→ Required work
Leave the pictures out, and repeat exactly each line from the one that holds "the blurred green" through the final line of the entries below.

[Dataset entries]

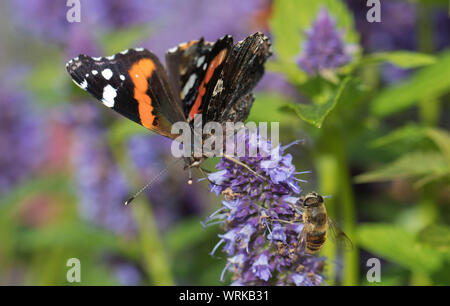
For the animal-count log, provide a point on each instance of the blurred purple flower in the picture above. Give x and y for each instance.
(324, 48)
(120, 14)
(261, 220)
(102, 188)
(22, 138)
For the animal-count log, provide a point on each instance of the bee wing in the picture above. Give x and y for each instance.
(339, 237)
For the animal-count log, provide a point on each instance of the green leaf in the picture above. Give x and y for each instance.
(416, 164)
(403, 59)
(289, 23)
(316, 113)
(399, 246)
(429, 82)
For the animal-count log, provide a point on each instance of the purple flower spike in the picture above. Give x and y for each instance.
(261, 220)
(324, 48)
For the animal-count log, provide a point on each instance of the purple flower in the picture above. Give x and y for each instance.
(261, 219)
(21, 139)
(119, 14)
(42, 18)
(324, 48)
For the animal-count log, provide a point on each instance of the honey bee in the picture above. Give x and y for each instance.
(315, 225)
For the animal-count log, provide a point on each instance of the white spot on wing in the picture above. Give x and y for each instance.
(109, 94)
(188, 85)
(107, 73)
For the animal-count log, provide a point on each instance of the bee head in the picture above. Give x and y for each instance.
(312, 199)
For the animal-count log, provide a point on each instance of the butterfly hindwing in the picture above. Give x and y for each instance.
(133, 83)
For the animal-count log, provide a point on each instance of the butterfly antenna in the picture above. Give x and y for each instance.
(150, 183)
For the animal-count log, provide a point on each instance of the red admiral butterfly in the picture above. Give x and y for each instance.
(212, 79)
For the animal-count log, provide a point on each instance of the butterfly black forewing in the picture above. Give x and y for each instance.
(231, 97)
(133, 83)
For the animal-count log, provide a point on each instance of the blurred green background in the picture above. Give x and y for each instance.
(375, 131)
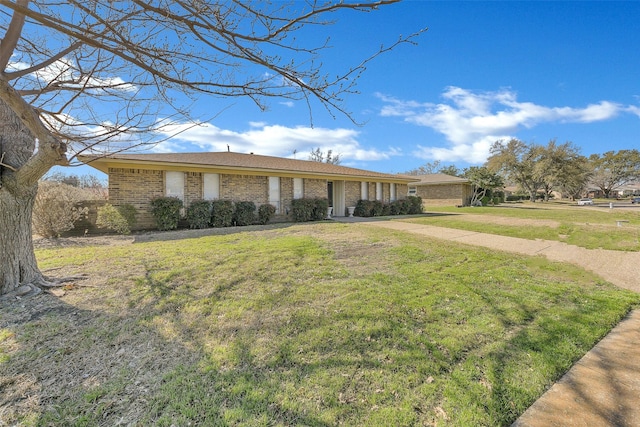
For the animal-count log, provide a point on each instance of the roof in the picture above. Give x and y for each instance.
(437, 179)
(229, 161)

→ Result
For the animal-count log, provide a point on each instance of the blurred green background in the picture above. Give x and y for each instance.
(375, 131)
For the animal-count log, provide a point on each instance of the roof in the picture above. Give x and y for each instance.
(437, 179)
(229, 161)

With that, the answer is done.